→ What you will do:
Take the line containing "Please annotate the antique" and every line after it to the end of the records, and copy them exactly, leaving out pictures.

Point localization data:
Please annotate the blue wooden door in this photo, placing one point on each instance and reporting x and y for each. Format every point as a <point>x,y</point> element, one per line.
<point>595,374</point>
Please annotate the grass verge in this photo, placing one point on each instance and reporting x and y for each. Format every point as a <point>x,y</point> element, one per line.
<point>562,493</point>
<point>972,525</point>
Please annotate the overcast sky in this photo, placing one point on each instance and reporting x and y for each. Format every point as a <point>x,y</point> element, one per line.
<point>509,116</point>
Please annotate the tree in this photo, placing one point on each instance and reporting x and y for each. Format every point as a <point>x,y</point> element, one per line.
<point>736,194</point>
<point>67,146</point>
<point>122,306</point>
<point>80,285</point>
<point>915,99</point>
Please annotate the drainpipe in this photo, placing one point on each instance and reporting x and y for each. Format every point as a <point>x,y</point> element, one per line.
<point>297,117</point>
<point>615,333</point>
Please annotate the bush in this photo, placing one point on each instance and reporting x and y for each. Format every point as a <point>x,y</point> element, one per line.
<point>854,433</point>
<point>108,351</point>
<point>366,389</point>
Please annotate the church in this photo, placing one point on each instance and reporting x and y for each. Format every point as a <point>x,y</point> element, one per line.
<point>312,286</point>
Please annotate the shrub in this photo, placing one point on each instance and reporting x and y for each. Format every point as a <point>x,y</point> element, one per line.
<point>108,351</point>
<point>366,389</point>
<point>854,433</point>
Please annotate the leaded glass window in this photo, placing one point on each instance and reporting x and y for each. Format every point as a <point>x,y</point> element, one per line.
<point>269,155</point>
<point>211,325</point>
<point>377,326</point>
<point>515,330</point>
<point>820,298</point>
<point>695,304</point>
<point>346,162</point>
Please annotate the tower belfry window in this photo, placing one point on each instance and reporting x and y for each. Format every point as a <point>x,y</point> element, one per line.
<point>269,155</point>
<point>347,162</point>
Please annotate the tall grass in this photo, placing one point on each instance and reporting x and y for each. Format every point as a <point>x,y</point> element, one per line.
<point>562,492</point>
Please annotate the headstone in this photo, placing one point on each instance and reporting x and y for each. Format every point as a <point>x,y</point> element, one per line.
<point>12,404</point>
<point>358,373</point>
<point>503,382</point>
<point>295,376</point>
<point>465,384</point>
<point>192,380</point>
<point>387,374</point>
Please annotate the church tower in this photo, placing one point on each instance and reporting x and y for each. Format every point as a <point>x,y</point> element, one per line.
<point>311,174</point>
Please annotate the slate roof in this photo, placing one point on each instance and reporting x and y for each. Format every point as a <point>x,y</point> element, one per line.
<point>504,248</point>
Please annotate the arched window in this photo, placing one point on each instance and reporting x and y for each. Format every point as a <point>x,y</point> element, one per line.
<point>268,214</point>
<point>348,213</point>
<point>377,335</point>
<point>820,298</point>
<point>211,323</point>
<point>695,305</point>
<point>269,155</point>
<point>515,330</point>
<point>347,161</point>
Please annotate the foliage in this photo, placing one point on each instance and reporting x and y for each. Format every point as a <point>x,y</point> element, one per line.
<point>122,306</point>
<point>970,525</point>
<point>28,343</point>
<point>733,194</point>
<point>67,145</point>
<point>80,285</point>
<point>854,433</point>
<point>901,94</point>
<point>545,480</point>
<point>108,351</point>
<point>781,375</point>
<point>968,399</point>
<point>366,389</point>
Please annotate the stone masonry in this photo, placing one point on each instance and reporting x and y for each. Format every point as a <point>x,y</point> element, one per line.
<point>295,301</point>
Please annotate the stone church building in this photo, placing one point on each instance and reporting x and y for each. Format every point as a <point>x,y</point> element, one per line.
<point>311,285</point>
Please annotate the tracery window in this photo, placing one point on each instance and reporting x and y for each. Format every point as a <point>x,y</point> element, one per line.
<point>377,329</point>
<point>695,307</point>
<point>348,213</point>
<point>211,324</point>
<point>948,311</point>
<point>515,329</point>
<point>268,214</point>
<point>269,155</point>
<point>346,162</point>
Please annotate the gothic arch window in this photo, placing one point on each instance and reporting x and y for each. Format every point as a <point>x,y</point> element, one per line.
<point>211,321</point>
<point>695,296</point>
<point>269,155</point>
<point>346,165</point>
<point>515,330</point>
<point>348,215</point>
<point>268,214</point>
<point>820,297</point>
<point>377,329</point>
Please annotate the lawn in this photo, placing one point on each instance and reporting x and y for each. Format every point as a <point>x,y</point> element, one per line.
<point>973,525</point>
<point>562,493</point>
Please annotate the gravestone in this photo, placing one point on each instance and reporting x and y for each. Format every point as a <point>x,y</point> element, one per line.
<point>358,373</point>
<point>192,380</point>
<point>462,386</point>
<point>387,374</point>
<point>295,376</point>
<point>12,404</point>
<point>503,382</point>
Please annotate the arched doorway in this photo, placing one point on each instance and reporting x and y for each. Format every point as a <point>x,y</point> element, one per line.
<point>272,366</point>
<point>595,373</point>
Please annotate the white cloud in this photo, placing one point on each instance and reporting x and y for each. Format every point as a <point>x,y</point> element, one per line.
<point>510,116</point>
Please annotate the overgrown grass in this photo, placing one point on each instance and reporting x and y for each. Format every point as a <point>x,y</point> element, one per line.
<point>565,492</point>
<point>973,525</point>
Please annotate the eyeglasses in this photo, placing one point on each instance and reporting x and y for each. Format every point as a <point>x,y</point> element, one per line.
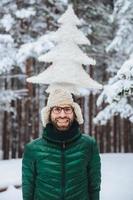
<point>67,110</point>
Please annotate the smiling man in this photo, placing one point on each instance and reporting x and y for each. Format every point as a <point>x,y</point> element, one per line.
<point>64,164</point>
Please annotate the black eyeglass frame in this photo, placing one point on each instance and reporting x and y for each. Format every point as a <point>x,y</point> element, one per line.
<point>59,109</point>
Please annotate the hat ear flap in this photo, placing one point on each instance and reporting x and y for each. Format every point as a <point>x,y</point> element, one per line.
<point>45,115</point>
<point>78,113</point>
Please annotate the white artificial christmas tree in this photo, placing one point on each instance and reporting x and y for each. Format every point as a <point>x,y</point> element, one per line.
<point>67,58</point>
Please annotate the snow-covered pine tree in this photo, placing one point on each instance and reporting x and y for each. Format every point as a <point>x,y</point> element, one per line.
<point>67,58</point>
<point>119,91</point>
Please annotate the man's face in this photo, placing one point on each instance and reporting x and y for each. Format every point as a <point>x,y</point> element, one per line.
<point>62,117</point>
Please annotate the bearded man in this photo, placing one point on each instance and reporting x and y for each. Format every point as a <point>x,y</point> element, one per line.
<point>63,164</point>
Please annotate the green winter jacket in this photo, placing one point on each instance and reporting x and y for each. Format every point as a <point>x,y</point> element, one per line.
<point>61,170</point>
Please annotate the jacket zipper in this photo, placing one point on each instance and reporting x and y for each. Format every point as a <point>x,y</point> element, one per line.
<point>63,171</point>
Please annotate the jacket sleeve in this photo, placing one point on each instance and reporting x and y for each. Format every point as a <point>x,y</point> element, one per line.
<point>28,174</point>
<point>94,173</point>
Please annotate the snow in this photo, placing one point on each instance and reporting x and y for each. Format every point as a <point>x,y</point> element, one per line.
<point>117,177</point>
<point>7,21</point>
<point>67,58</point>
<point>25,13</point>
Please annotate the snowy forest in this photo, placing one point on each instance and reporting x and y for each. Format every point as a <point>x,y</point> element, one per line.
<point>25,35</point>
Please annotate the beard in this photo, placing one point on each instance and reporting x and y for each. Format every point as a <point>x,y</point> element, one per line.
<point>62,124</point>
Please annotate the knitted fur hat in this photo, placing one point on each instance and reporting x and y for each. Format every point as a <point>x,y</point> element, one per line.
<point>57,98</point>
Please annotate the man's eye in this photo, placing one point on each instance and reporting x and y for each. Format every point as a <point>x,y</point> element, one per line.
<point>67,109</point>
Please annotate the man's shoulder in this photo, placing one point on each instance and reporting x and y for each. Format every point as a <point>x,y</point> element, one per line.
<point>34,143</point>
<point>88,139</point>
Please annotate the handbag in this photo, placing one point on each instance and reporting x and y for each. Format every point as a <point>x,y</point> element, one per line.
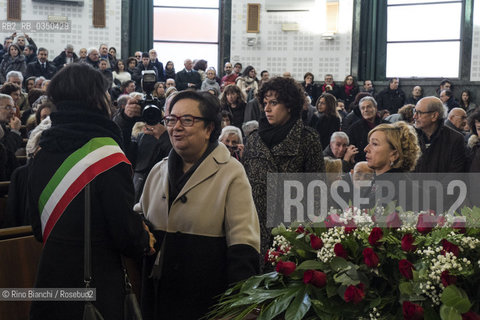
<point>130,305</point>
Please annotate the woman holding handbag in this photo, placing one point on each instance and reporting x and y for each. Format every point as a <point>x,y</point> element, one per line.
<point>82,147</point>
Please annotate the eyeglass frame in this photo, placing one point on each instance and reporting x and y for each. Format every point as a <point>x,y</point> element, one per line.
<point>420,113</point>
<point>181,119</point>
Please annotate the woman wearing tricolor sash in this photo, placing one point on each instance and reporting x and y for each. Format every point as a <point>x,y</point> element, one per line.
<point>80,148</point>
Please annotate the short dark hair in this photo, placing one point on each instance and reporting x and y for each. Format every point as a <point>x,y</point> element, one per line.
<point>287,91</point>
<point>209,107</point>
<point>91,92</point>
<point>471,121</point>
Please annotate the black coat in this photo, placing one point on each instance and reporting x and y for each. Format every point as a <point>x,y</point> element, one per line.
<point>446,153</point>
<point>35,69</point>
<point>183,78</point>
<point>392,100</point>
<point>115,228</point>
<point>358,135</point>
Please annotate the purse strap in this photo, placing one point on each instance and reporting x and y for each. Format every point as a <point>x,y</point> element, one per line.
<point>87,265</point>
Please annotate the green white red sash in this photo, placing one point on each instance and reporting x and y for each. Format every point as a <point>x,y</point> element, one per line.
<point>96,156</point>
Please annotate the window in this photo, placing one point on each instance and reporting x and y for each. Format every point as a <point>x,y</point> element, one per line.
<point>186,29</point>
<point>424,38</point>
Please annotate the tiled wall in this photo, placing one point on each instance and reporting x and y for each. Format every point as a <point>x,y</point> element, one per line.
<point>82,34</point>
<point>294,51</point>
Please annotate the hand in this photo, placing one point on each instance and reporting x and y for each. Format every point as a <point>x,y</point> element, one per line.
<point>241,148</point>
<point>350,153</point>
<point>15,123</point>
<point>151,240</point>
<point>133,109</point>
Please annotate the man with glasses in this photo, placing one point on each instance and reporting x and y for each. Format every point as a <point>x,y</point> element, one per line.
<point>443,149</point>
<point>12,139</point>
<point>65,57</point>
<point>457,120</point>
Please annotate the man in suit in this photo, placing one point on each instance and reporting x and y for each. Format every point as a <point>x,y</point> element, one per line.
<point>188,78</point>
<point>41,67</point>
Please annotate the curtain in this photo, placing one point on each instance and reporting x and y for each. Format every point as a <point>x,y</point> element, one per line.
<point>141,26</point>
<point>373,40</point>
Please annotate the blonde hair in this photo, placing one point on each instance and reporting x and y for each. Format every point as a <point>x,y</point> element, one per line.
<point>402,138</point>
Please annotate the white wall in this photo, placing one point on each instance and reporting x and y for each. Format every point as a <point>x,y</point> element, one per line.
<point>82,34</point>
<point>295,51</point>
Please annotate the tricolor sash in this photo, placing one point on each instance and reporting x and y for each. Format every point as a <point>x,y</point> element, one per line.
<point>96,156</point>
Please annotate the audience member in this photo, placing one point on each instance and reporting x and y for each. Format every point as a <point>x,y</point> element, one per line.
<point>443,149</point>
<point>391,98</point>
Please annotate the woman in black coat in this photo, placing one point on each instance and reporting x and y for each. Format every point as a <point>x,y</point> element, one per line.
<point>81,120</point>
<point>328,118</point>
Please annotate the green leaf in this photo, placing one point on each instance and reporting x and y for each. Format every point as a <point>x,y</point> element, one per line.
<point>455,297</point>
<point>311,265</point>
<point>406,288</point>
<point>279,305</point>
<point>259,296</point>
<point>338,264</point>
<point>449,313</point>
<point>299,307</point>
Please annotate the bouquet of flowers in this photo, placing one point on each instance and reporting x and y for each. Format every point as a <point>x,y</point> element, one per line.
<point>416,266</point>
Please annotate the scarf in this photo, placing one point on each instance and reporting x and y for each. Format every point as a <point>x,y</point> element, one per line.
<point>273,135</point>
<point>73,125</point>
<point>176,177</point>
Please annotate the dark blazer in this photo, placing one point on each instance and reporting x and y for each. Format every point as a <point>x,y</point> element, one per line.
<point>183,78</point>
<point>35,69</point>
<point>446,153</point>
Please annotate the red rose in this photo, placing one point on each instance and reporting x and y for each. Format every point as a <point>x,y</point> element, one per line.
<point>300,229</point>
<point>406,268</point>
<point>332,220</point>
<point>375,235</point>
<point>350,226</point>
<point>370,257</point>
<point>425,223</point>
<point>393,220</point>
<point>316,278</point>
<point>354,293</point>
<point>407,243</point>
<point>459,224</point>
<point>447,279</point>
<point>340,251</point>
<point>470,316</point>
<point>449,247</point>
<point>285,268</point>
<point>412,311</point>
<point>316,242</point>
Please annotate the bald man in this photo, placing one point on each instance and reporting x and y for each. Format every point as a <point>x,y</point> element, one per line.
<point>443,149</point>
<point>188,78</point>
<point>457,120</point>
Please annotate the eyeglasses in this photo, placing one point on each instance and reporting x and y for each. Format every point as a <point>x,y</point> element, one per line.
<point>186,120</point>
<point>415,111</point>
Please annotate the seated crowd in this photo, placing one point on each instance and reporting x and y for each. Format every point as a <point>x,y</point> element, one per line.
<point>268,124</point>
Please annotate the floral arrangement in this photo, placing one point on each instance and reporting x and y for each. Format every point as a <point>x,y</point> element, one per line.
<point>417,266</point>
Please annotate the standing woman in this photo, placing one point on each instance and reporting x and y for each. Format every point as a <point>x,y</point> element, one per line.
<point>248,82</point>
<point>119,73</point>
<point>349,90</point>
<point>82,147</point>
<point>169,70</point>
<point>281,144</point>
<point>233,101</point>
<point>466,102</point>
<point>328,118</point>
<point>200,204</point>
<point>13,60</point>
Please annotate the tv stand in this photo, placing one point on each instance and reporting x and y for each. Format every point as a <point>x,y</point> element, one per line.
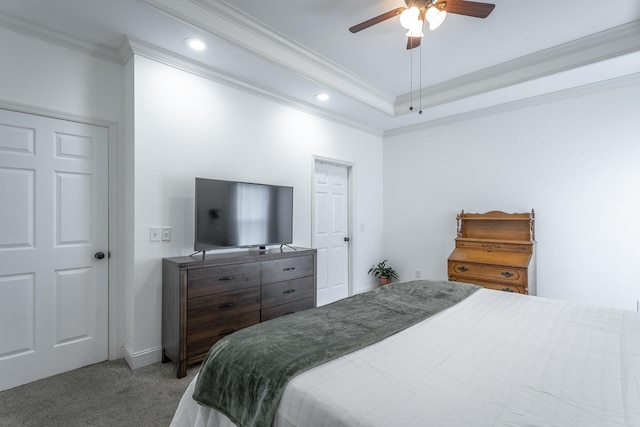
<point>205,300</point>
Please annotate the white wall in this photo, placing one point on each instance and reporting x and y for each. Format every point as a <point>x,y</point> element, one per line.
<point>58,80</point>
<point>576,161</point>
<point>188,126</point>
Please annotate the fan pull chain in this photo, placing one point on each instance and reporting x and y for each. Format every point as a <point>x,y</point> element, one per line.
<point>411,81</point>
<point>420,90</point>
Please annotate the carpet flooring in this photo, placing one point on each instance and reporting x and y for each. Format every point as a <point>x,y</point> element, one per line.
<point>105,394</point>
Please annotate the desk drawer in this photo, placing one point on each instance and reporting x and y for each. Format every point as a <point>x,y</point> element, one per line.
<point>284,292</point>
<point>492,285</point>
<point>287,269</point>
<point>214,280</point>
<point>503,274</point>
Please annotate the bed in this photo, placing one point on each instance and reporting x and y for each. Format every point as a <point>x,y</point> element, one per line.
<point>490,359</point>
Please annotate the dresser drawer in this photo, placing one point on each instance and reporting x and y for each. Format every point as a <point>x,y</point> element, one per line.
<point>284,309</point>
<point>488,272</point>
<point>287,269</point>
<point>284,292</point>
<point>201,338</point>
<point>211,308</point>
<point>213,280</point>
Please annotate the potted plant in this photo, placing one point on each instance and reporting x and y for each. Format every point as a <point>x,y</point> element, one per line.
<point>384,273</point>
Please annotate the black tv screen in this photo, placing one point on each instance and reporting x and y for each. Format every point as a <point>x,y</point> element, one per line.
<point>241,214</point>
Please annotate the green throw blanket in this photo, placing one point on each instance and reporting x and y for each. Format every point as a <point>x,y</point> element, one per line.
<point>245,373</point>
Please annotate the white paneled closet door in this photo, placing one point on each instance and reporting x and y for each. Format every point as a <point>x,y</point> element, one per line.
<point>53,246</point>
<point>331,231</point>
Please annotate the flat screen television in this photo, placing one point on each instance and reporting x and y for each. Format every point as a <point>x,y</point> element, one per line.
<point>240,214</point>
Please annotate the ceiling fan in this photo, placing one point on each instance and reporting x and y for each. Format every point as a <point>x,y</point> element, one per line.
<point>413,16</point>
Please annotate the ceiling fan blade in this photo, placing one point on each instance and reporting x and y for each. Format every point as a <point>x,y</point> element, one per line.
<point>413,42</point>
<point>368,23</point>
<point>468,8</point>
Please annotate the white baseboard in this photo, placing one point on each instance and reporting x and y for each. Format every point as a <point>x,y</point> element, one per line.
<point>143,358</point>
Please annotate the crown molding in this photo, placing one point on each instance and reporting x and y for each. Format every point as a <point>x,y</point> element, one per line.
<point>585,51</point>
<point>132,46</point>
<point>37,32</point>
<point>532,101</point>
<point>228,23</point>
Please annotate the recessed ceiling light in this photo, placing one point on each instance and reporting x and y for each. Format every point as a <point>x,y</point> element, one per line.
<point>195,44</point>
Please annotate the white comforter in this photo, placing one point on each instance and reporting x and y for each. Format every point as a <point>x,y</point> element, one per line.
<point>495,359</point>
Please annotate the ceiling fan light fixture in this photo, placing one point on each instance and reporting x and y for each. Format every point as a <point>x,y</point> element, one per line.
<point>409,17</point>
<point>435,17</point>
<point>416,31</point>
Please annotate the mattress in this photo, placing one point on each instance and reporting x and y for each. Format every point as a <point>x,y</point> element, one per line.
<point>494,359</point>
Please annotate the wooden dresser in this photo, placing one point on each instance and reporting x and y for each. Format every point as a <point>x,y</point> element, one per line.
<point>495,250</point>
<point>204,300</point>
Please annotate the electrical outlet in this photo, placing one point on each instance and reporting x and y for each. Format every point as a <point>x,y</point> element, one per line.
<point>166,233</point>
<point>154,234</point>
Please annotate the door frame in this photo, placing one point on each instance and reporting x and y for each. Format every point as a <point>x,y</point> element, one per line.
<point>114,345</point>
<point>350,209</point>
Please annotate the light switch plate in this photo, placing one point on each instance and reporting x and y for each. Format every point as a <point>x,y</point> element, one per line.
<point>166,233</point>
<point>154,234</point>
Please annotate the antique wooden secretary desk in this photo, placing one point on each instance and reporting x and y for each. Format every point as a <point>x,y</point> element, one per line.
<point>495,250</point>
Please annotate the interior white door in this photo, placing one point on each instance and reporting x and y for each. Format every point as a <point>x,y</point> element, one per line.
<point>53,227</point>
<point>331,231</point>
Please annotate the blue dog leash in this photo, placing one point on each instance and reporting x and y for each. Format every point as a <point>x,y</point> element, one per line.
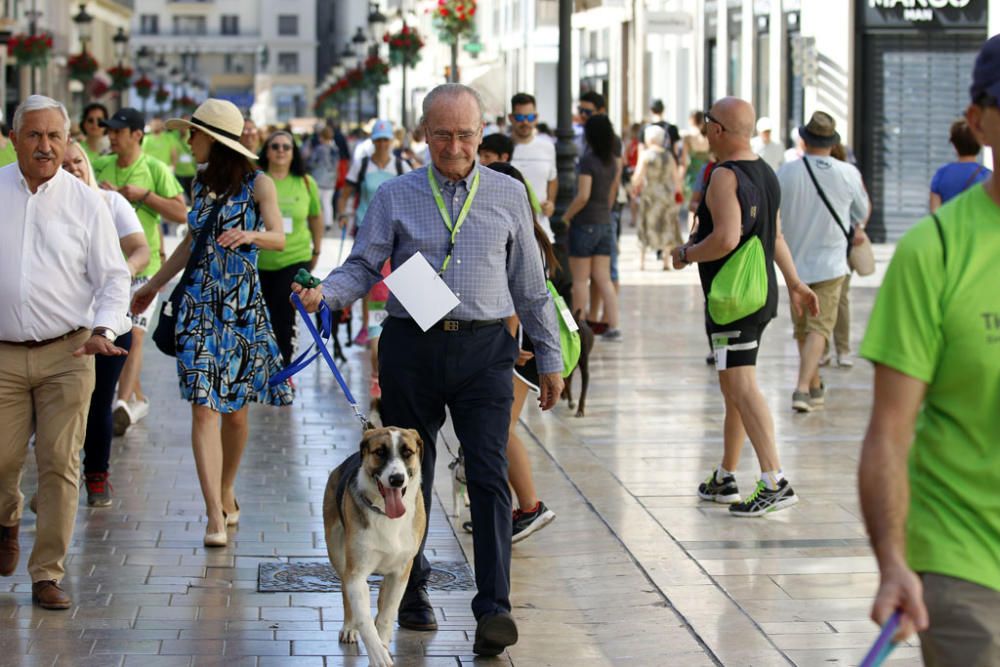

→ Response box:
Please annotate the antique wooden secretary desk in this photo, placing one point on each instance and reporting x and y for each. Format every point as a <point>x,y</point> element, one per line.
<point>495,250</point>
Please annotate the interior white door in this photo, placing one point on each instance and reporting x and y for each. Format every point as a <point>x,y</point> element, one per line.
<point>53,227</point>
<point>331,231</point>
Please annotate the blue dog leash in this photo, placing one point on each instance and reporting x and y for each. Format every point as a <point>x,y</point> element, one per line.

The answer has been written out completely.